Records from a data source
- - - -
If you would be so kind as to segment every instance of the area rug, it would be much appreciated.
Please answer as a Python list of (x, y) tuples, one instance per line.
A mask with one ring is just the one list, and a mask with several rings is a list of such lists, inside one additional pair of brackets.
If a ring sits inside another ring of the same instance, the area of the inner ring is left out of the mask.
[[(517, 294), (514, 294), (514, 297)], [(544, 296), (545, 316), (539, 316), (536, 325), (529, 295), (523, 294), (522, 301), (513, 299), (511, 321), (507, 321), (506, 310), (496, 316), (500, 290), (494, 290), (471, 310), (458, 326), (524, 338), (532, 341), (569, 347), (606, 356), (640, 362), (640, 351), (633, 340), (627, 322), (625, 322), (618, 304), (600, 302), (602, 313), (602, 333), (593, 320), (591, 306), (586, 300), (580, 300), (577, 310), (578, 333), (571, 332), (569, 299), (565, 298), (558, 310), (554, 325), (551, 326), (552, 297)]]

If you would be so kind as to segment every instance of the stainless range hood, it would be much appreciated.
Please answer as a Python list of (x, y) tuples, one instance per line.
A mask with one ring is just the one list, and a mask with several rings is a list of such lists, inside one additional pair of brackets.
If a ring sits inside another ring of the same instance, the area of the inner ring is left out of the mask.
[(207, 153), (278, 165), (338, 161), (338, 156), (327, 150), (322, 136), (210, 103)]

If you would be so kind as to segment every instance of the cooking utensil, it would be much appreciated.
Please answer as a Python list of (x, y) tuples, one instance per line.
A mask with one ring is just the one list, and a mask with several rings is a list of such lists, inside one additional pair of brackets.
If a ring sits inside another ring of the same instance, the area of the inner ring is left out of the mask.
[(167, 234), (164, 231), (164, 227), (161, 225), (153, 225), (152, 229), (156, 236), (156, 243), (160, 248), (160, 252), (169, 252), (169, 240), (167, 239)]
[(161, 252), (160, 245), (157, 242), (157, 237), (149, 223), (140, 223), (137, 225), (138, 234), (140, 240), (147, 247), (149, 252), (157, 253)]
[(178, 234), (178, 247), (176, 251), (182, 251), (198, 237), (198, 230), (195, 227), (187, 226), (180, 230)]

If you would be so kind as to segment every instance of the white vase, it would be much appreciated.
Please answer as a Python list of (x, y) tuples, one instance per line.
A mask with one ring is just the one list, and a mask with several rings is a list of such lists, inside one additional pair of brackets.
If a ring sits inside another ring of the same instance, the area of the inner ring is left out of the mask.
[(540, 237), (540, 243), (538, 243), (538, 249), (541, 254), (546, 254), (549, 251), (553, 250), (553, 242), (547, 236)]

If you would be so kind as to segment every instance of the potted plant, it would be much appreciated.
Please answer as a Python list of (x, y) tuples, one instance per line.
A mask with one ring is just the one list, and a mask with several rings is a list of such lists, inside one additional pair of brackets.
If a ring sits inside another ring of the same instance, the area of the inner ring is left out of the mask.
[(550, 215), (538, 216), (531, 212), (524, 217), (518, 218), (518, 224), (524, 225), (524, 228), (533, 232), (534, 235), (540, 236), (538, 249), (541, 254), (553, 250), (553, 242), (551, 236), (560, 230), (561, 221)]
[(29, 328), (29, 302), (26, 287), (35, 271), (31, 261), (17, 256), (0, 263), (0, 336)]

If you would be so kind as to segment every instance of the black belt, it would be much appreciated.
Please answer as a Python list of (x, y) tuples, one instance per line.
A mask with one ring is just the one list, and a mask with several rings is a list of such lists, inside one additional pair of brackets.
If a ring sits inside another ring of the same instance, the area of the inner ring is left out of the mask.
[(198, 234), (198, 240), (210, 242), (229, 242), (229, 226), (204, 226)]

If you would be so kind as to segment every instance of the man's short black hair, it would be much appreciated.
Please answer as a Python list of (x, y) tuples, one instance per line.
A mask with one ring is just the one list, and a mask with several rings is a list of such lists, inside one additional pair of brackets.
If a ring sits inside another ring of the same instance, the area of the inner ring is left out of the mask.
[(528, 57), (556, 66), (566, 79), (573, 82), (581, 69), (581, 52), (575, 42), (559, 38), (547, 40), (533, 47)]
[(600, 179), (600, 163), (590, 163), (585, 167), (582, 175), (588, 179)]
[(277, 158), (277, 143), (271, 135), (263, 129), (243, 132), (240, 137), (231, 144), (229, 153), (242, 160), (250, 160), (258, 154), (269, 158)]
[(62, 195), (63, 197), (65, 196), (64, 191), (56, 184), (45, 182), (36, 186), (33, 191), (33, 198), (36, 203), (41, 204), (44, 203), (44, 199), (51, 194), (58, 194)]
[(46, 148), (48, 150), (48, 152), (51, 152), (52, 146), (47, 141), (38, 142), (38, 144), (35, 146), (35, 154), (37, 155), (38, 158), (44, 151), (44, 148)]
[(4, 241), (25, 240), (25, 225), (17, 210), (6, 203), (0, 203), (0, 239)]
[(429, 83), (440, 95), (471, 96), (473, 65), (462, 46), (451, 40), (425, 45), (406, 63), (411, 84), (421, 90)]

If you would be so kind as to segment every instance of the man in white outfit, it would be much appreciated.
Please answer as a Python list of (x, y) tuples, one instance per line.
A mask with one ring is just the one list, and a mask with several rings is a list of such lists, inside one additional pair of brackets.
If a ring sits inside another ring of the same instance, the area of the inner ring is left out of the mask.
- - - -
About this exercise
Set down the data exactly.

Exercise result
If you would be so kind as to segment every instance of the area rug, it would be much appreciated.
Please answer as a Python list of (x, y) tuples, one instance per line.
A mask with one ring is just the one list, and a mask with several rings is a list of such lists, inside one additional pair of brackets.
If a ring sits inside another ring of the same instance, the area of the inner ring is left out of the mask.
[[(517, 294), (514, 294), (514, 297)], [(544, 296), (545, 316), (539, 316), (536, 325), (529, 295), (523, 294), (522, 301), (513, 299), (511, 321), (507, 321), (506, 310), (496, 316), (500, 290), (494, 290), (471, 310), (458, 326), (524, 338), (532, 341), (569, 347), (606, 356), (640, 362), (640, 351), (633, 340), (627, 322), (625, 322), (618, 304), (600, 302), (602, 313), (602, 333), (593, 320), (591, 306), (586, 300), (580, 300), (577, 310), (578, 333), (571, 332), (569, 299), (565, 298), (558, 310), (554, 325), (551, 326), (552, 297)]]

If you would be so kind as to segment every instance of the stainless range hood, it would be much appreciated.
Please answer as a Python list of (x, y) tuples, one instance per line.
A mask with one ring is just the one list, and a mask with several rings is a list of such lists, inside one additional pair of brackets.
If a ring sits inside another ring of the same instance, the area of the inner ring is left out of the mask.
[(207, 153), (278, 165), (338, 161), (338, 156), (327, 150), (322, 136), (210, 103)]

If you would be so kind as to segment every instance of the cooking utensil, it would be much appreciated.
Please answer as a Python list of (x, y) tuples, one instance per line.
A mask with one ring is just the one list, and a mask with several rings is a list of such lists, inside one additional pair of brackets.
If a ring sits inside another ring of the same instance, the area of the inner ring is left out of the mask.
[(167, 234), (164, 231), (164, 227), (161, 225), (153, 225), (152, 229), (156, 236), (156, 243), (160, 248), (160, 252), (169, 252), (169, 240), (167, 239)]
[(161, 252), (160, 245), (157, 242), (157, 237), (149, 223), (140, 223), (137, 225), (138, 234), (140, 240), (147, 247), (149, 252), (157, 253)]
[(178, 234), (178, 247), (176, 251), (182, 251), (198, 237), (198, 230), (195, 227), (187, 226), (180, 230)]

If you would be so kind as to segment every instance of the white vase, it would be much appreciated.
Please answer as a Python list of (x, y) tuples, one instance per line.
A mask with one ring is just the one list, and a mask with several rings is a list of such lists, inside one additional pair of brackets.
If a ring sits inside another ring of the same instance, the area of the inner ring is left out of the mask.
[(540, 237), (540, 243), (538, 243), (538, 249), (541, 254), (546, 254), (549, 251), (553, 250), (553, 242), (547, 236)]

If you would be so kind as to segment every instance of the potted plant, it would be much appreciated.
Please answer as a Python list of (x, y) tuples, one instance per line.
A mask with one ring is just the one list, and a mask with several rings is a list of such lists, inside one additional pair of brackets.
If a ring sits inside another ring of the same instance, the area of the inner ring is left out of the mask.
[(550, 215), (538, 216), (531, 212), (524, 217), (518, 218), (518, 224), (524, 225), (524, 228), (533, 232), (534, 235), (540, 236), (538, 249), (541, 254), (553, 250), (553, 242), (551, 236), (560, 230), (561, 221)]
[(29, 328), (29, 302), (26, 287), (35, 271), (31, 261), (17, 256), (0, 263), (0, 336)]

If you would be so kind as to segment every instance of the black belt, it would be much appreciated.
Please answer as a Python list of (x, y) tuples, one instance per line.
A mask with one ring is just the one list, and a mask with several rings is a list of such lists, inside one additional pair of brackets.
If a ring sits inside another ring of the same instance, the area of the inner ring is left out of the mask.
[(198, 234), (198, 240), (210, 242), (229, 242), (229, 226), (204, 226)]

If you would be so kind as to segment every instance of the man's short black hair, it would be much appreciated.
Please answer as a Python list of (x, y) tuples, one instance per line.
A mask with one ring is just the one list, and a mask with several rings is a list of such lists, inside one additional pair of brackets.
If a ring sits inside another ring of the same instance, the area of the inner ring is left out of the mask.
[(528, 57), (556, 66), (566, 79), (573, 82), (581, 69), (581, 52), (575, 42), (559, 38), (547, 40), (533, 47)]
[(600, 179), (600, 163), (590, 163), (585, 167), (582, 175), (588, 179)]
[(277, 158), (277, 143), (271, 135), (263, 129), (243, 132), (240, 137), (231, 144), (229, 153), (242, 160), (250, 160), (258, 154), (269, 158)]
[(62, 195), (63, 197), (65, 196), (64, 191), (56, 184), (45, 182), (36, 186), (33, 191), (33, 198), (36, 203), (41, 204), (44, 203), (44, 199), (51, 194), (58, 194)]
[(46, 148), (48, 150), (48, 152), (51, 152), (52, 146), (47, 141), (38, 142), (38, 144), (35, 146), (35, 154), (37, 155), (38, 158), (44, 151), (44, 148)]
[(4, 241), (25, 240), (25, 225), (17, 210), (6, 203), (0, 203), (0, 239)]
[(429, 83), (440, 95), (471, 96), (473, 65), (462, 46), (451, 40), (425, 45), (406, 63), (411, 84), (421, 90)]

If you would be so kind as to segment every instance of the man in white outfit, it would be much appreciated.
Please answer as a Python list of (x, y) tuples, one instance per line.
A mask with one ring is just the one list, and a mask with several rings is a list of such lists, inside one additional pair of brackets.
If a ring sits inside another ring of the same instance, the area of the inner ring is left out of the mask.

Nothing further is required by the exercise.